[Data excerpts]
==============================
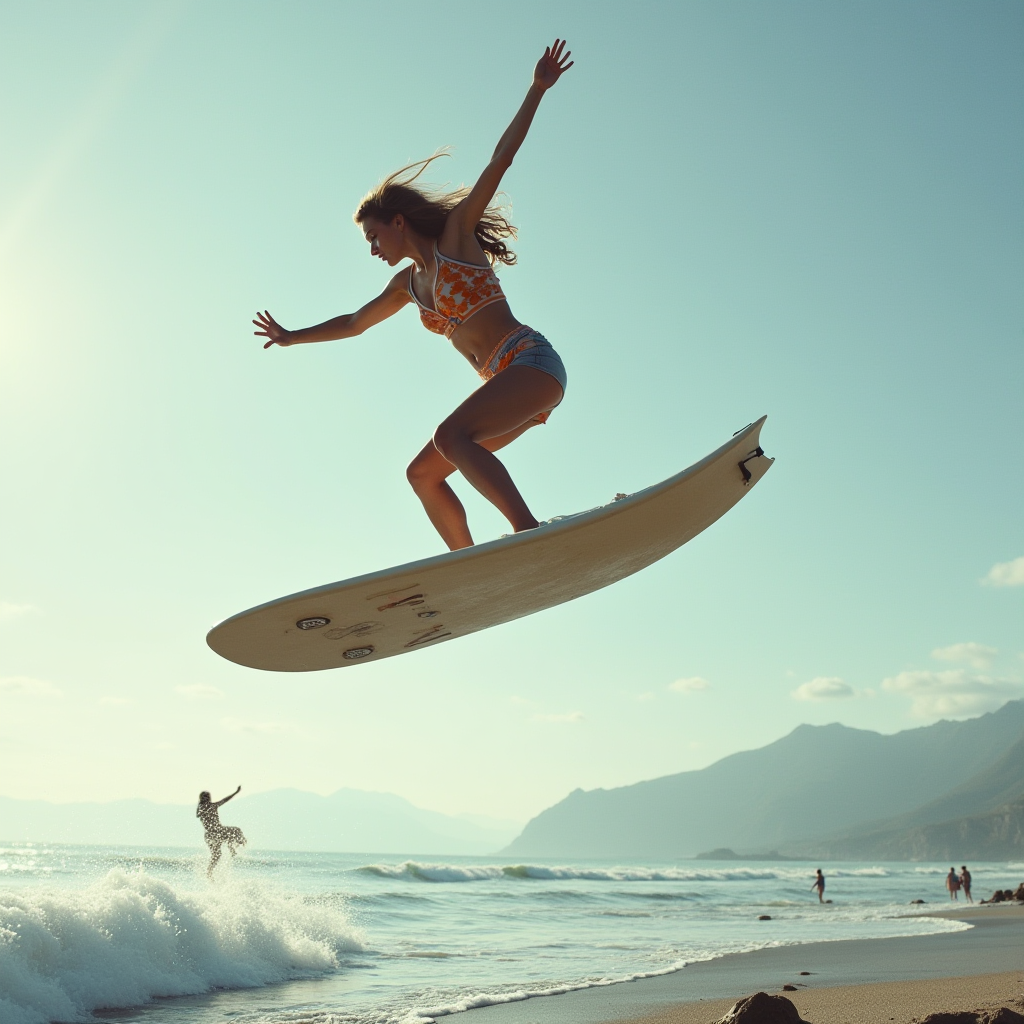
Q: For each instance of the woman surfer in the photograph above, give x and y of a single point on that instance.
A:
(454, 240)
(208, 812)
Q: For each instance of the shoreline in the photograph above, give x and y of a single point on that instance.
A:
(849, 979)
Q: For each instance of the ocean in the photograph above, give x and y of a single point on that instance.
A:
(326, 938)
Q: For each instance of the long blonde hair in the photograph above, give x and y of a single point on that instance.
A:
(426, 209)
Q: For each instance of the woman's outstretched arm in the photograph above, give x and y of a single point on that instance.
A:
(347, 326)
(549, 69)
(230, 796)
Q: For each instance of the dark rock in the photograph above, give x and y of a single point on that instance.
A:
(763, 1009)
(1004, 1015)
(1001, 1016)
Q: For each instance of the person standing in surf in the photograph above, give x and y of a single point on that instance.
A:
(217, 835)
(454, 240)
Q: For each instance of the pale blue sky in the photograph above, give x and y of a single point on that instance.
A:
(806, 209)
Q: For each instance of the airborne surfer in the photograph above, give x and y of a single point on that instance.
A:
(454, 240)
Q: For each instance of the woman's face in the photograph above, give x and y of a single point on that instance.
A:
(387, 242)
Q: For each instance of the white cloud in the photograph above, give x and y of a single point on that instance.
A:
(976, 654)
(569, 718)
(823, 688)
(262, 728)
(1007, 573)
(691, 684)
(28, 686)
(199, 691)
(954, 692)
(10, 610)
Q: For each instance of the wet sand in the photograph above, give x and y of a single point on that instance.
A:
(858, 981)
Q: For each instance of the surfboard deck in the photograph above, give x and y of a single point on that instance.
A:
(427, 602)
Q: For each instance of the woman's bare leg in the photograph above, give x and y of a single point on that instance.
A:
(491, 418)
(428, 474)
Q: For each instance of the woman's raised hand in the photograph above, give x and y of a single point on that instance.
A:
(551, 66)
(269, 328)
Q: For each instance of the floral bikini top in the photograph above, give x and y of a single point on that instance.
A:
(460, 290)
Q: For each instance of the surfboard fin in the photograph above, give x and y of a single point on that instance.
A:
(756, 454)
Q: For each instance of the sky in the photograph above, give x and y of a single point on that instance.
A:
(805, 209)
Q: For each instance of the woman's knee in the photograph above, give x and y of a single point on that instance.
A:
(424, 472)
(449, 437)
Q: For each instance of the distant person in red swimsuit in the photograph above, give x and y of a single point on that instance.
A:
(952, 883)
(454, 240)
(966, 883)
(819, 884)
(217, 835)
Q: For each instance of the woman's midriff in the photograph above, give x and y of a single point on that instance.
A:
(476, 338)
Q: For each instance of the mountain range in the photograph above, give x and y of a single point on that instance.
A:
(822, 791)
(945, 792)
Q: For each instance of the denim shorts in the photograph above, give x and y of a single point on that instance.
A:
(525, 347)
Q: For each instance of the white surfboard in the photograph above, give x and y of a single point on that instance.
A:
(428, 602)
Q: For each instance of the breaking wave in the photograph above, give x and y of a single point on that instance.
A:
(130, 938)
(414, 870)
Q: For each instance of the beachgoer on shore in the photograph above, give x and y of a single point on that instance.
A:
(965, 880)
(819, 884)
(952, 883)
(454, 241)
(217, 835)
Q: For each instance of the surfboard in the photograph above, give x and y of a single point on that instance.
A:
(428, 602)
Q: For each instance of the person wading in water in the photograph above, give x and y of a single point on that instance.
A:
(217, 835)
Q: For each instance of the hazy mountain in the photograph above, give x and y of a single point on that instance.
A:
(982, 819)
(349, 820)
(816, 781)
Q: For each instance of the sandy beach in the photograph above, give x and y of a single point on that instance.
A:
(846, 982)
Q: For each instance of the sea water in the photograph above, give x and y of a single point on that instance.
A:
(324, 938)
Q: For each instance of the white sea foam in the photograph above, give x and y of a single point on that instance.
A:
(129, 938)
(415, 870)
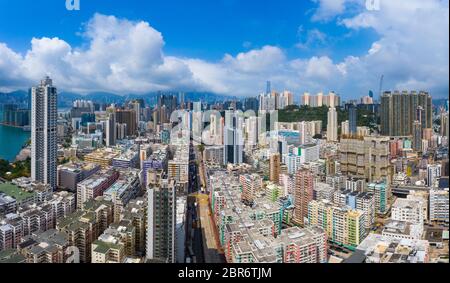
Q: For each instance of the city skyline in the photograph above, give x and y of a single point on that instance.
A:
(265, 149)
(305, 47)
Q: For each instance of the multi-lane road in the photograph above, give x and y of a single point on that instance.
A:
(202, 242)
==============================
== Work task ==
What lines above contain "water"? Copy them out.

== Result ==
Q: For each instance of the person wading in water in the photograph above, give x and y of a single point on that instance.
Q: For each instance of the sea water in the photograph above, give x and y of a single point on that instance.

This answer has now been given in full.